◆ TASK TO CARRY OUT: Every record must appear in your reply exactly as written.

◆ STORED DATA:
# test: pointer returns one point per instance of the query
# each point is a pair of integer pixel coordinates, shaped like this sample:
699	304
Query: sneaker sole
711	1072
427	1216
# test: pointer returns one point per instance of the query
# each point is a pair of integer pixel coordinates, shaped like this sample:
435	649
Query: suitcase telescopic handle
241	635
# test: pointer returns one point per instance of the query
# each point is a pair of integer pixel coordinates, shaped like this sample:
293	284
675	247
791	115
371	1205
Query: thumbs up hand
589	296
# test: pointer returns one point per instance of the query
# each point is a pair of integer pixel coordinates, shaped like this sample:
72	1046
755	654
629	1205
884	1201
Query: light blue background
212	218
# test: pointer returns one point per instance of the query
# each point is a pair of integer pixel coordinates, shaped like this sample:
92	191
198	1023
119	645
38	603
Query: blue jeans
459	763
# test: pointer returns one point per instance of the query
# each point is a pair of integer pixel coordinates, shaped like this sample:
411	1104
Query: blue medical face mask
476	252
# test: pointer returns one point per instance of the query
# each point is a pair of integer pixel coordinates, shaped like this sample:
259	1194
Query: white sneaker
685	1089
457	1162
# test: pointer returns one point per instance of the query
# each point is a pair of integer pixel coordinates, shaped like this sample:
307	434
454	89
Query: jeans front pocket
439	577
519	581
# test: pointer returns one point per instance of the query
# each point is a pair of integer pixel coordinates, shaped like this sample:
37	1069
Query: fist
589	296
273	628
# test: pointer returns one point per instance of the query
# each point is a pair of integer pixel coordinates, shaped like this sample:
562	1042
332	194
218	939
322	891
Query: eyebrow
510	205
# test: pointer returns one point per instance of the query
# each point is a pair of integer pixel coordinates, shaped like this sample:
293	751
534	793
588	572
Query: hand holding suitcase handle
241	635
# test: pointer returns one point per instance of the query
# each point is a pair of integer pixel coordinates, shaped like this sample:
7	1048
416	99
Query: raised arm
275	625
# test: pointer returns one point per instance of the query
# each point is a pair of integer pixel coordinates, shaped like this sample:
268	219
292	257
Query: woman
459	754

◆ TASK ANSWER:
# test: pointer returns one point per instance of the query
# each point is a pair of integer pixel coordinates, shaped like this sample:
699	304
Query: sneaker sole
711	1072
427	1216
# test: pointer returns one point per instance of the query
# each point is a pair of integer pixel coordinates, shaped like this sample:
435	649
Query: suitcase telescopic handle
241	635
# test: pointer returns one point per instance of the query
# each point is a pair of integer pixel coordinates, shaped like this sample:
293	284
675	247
791	115
371	1205
Query: thumbs up hand
589	296
# test: pointer returns one point per instance of the query
# each point is a pair of integer pixel coordinates, shaped like this sample:
72	1046
755	654
629	1205
884	1201
Query: light blue background
212	218
# test: pointer returns one point per instance of the query
# each point is a pair of integer pixel coordinates, shaped like this sample:
92	191
198	1023
119	645
38	603
Query: blue jeans
459	763
# test: pointer returns one point per instance of the query
# each point is a pair of integer pixel coordinates, shaped like this sample:
411	1104
Query: blue medical face mask
476	252
# test: pointer returns one point per instance of the query
# each point is a pair of integer pixel coordinates, shaped like this sample:
259	1194
Query: white sneaker
685	1089
457	1162
# test: pointer returns one point per instance of the query
# each point is a pair of integer pixel coordinates, shaped like this sample:
307	434
454	89
Query: jeans front pocket
439	577
519	581
# test: pointer returns one point per instance of the query
# each point is a pair of integer pixel coordinates, shaped like this sample:
37	1069
Query: fist
589	296
273	628
# test: pointer returns one point per instance of the query
# each point is a pair of integer pixel coordinates, shaped like this sample:
562	1042
332	194
218	939
322	891
Query: eyebrow
510	205
# test: pointer returns one point per instance of the query
# each point is a pair of integer pixel coordinates, shaped like this sample:
293	751
534	793
588	572
Query: hand holding suitcase handle
241	635
# test: pointer returns one point per instance of the query
# each point is a pair of integer pixel coordinates, shaped like this sample:
7	1048
416	99
Query: raised arm
275	625
# test: pointer returns one point per instance of the query
# each point is a pair of integer pixel coordinates, shaped like this sample:
268	219
292	257
Query: woman
459	754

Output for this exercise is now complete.